Excerpted text

/---

[Ada] Reimplement Pred and Succ atttributes for floating-point types

gcc/ada/

	* libgnat/s-fatgen.adb: Remove with clause for Interfaces and
	use type clauses for Interfaces.Unsigned_{16,32,64}.
	(Small16): Remove.
	(Small32): Likewise
	(Small64): Likewise.
	(Small80): Likewise.
	(Tiny16): Likewise.
	(Tiny32): Likewise.
	(Tiny64): Likewise.
	(Tiny80): Likewise.
	(Siz): Always use 16.
	(NR): New constant.
	(Rep_Last): Use it in the computation.
	(Exp_Factor): Remove special case for 80-bit.
	(Sign_Mask): Likewise.
	(Finite_Succ): New function implementing the Succ attribute for
	finite numbers.
	(Pred): Rewrite in terms of Finite_Succ.
	(Succ): Likewise.

1 files changed, 213 insertions, 162 deletions

diff --git a/gcc/ada/libgnat/s-fatgen.adb b/gcc/ada/libgnat/s-fatgen.adb
index 01493b7..41af37b 100644
--- a/gcc/ada/libgnat/s-fatgen.adb
+++ b/gcc/ada/libgnat/s-fatgen.adb
@@ -35,17 +35,12 @@
 --  floating-point implementations.

\---

Data section
/---

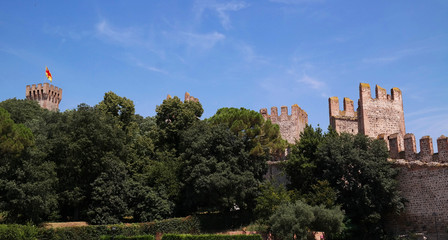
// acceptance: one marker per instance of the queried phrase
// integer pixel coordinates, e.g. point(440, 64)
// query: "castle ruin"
point(374, 116)
point(47, 95)
point(423, 175)
point(187, 98)
point(290, 125)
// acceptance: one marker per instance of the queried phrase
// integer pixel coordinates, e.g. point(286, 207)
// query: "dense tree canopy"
point(105, 164)
point(347, 170)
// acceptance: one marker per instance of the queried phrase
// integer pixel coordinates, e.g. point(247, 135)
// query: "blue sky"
point(251, 54)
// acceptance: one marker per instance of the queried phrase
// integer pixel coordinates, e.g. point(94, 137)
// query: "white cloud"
point(221, 9)
point(296, 1)
point(201, 41)
point(397, 55)
point(127, 36)
point(140, 64)
point(312, 82)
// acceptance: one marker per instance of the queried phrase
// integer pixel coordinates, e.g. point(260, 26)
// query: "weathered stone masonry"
point(423, 176)
point(290, 125)
point(47, 95)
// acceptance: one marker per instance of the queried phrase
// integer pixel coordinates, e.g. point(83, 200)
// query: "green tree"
point(270, 198)
point(22, 110)
point(356, 166)
point(301, 164)
point(89, 136)
point(299, 219)
point(261, 138)
point(27, 182)
point(173, 117)
point(120, 107)
point(14, 138)
point(216, 170)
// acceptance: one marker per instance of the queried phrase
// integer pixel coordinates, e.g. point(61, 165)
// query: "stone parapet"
point(290, 125)
point(47, 95)
point(426, 154)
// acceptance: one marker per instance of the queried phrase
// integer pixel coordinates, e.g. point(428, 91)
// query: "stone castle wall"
point(47, 95)
point(423, 176)
point(381, 115)
point(425, 186)
point(374, 116)
point(290, 125)
point(346, 120)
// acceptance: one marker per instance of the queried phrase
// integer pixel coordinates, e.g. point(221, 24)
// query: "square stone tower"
point(47, 95)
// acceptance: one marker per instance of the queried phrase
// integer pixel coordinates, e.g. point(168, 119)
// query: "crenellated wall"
point(425, 187)
point(423, 176)
point(47, 95)
point(187, 98)
point(346, 120)
point(426, 154)
point(381, 115)
point(190, 98)
point(290, 125)
point(374, 116)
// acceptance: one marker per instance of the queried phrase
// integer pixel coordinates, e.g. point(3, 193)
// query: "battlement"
point(380, 93)
point(296, 111)
point(426, 154)
point(186, 99)
point(290, 125)
point(47, 95)
point(190, 98)
point(381, 115)
point(346, 120)
point(349, 109)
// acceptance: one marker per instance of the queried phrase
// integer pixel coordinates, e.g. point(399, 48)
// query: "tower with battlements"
point(47, 95)
point(290, 125)
point(382, 115)
point(422, 178)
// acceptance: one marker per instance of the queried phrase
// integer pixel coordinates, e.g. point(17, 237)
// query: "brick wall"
point(425, 186)
point(290, 125)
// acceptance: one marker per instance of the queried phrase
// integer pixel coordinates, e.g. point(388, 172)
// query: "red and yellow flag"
point(47, 72)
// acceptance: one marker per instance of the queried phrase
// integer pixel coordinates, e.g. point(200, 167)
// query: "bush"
point(28, 232)
point(18, 232)
point(210, 237)
point(120, 237)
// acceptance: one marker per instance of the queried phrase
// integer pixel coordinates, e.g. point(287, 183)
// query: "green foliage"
point(18, 232)
point(210, 237)
point(26, 181)
point(173, 117)
point(270, 198)
point(301, 165)
point(14, 138)
point(291, 220)
point(216, 170)
point(120, 237)
point(357, 168)
point(119, 107)
point(22, 111)
point(321, 193)
point(260, 137)
point(347, 170)
point(299, 219)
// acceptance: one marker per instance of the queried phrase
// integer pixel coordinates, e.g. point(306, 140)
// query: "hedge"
point(174, 225)
point(120, 237)
point(210, 237)
point(18, 232)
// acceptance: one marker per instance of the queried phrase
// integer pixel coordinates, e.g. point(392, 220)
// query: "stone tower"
point(382, 115)
point(47, 95)
point(290, 125)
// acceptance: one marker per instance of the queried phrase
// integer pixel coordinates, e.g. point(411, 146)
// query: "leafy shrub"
point(18, 232)
point(210, 237)
point(28, 232)
point(140, 237)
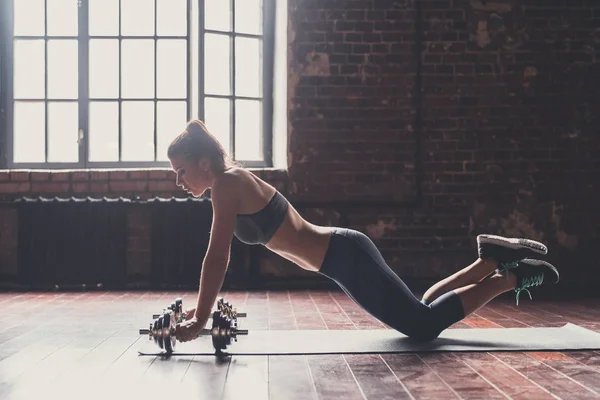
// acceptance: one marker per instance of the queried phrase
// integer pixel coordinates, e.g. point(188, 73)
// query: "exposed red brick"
point(161, 174)
point(80, 176)
point(19, 175)
point(99, 187)
point(99, 175)
point(61, 176)
point(162, 186)
point(80, 187)
point(39, 176)
point(128, 186)
point(138, 175)
point(14, 187)
point(118, 175)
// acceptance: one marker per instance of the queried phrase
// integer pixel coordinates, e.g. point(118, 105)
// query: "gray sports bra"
point(259, 227)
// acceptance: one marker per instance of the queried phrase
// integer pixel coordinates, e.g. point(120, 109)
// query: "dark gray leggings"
point(356, 265)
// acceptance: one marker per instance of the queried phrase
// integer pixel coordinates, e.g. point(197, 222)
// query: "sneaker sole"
point(513, 243)
point(538, 263)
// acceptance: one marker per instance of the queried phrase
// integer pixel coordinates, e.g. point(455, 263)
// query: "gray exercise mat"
point(294, 342)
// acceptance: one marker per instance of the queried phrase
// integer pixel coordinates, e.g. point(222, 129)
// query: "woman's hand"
point(189, 314)
point(188, 330)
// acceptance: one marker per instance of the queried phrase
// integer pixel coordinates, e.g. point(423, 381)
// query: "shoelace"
point(529, 281)
point(506, 266)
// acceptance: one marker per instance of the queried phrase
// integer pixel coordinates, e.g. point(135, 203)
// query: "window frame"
point(83, 101)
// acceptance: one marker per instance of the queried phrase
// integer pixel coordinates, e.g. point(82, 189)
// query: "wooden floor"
point(84, 345)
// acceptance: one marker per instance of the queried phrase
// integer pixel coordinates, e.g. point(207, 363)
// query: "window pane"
point(171, 17)
point(62, 69)
point(218, 119)
point(217, 15)
point(248, 130)
point(103, 17)
point(248, 67)
point(171, 68)
point(29, 69)
point(29, 134)
point(63, 131)
point(104, 68)
point(137, 135)
point(217, 64)
point(104, 131)
point(29, 17)
point(62, 17)
point(137, 68)
point(248, 16)
point(171, 119)
point(137, 17)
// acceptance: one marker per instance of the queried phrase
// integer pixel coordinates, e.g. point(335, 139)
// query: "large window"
point(109, 83)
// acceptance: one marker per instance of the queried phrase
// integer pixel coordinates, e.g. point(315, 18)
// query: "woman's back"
point(293, 237)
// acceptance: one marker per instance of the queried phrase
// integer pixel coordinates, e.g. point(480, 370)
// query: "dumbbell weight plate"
point(169, 339)
point(159, 332)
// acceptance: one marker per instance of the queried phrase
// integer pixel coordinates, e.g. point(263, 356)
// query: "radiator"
point(71, 242)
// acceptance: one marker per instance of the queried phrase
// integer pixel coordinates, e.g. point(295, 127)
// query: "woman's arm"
point(225, 204)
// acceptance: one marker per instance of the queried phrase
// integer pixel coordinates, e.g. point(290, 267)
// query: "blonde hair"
point(196, 142)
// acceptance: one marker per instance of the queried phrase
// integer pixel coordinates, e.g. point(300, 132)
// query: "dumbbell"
point(180, 315)
point(162, 331)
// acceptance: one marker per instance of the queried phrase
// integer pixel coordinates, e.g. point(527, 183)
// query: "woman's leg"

\---

The tasks
- 1) List every name in the Ada floating-point commit log that begins with "Tiny".
- 2) Carry on the Ada floating-point commit diff from its last line.
Nothing here requires the rows.

Written answers
- 1) Tiny16, Tiny32, Tiny64, Tiny80

- 2)
 with Ada.Unchecked_Conversion;
-with Interfaces;
 with System.Unsigned_Types;
 
 pragma Warnings (Off, "non-static constant in preelaborated unit");
 --  Every constant is static given our instantiation model
 
 package body System.Fat_Gen is
-   use type Interfaces.Unsigned_16;
-   use type Interfaces.Unsigned_32;
-   use type Interfaces.Unsigned_64;
-
    pragma Assert (T'Machine_Radix = 2);
    --  This version does not handle radix 16
 
@@ -61,33 +56,9 @@ package body System.Fat_Gen is
    --  Small : constant T := Rad ** (T'Machine_Emin - 1);
    --  Smallest positive normalized number
 
-   Small16 : constant Interfaces.Unsigned_16 := 2**(Mantissa - 1);
-   Small32 : constant Interfaces.Unsigned_32 := 2**(Mantissa - 1);
-   Small64 : constant Interfaces.Unsigned_64 := 2**(Mantissa - 1);
-   Small80 : constant array (1 .. 2) of Interfaces.Unsigned_64 :=
-               (2**48 * (1 - Standard'Default_Bit_Order),
-                1 * Standard'Default_Bit_Order);
-   for Small80'Alignment use Standard'Maximum_Alignment;
-   --  We cannot use the direct declaration because it cannot be translated
-   --  into C90, as the hexadecimal floating constants were introduced in C99.
-   --  So we work around this by using an overlay of the integer constant.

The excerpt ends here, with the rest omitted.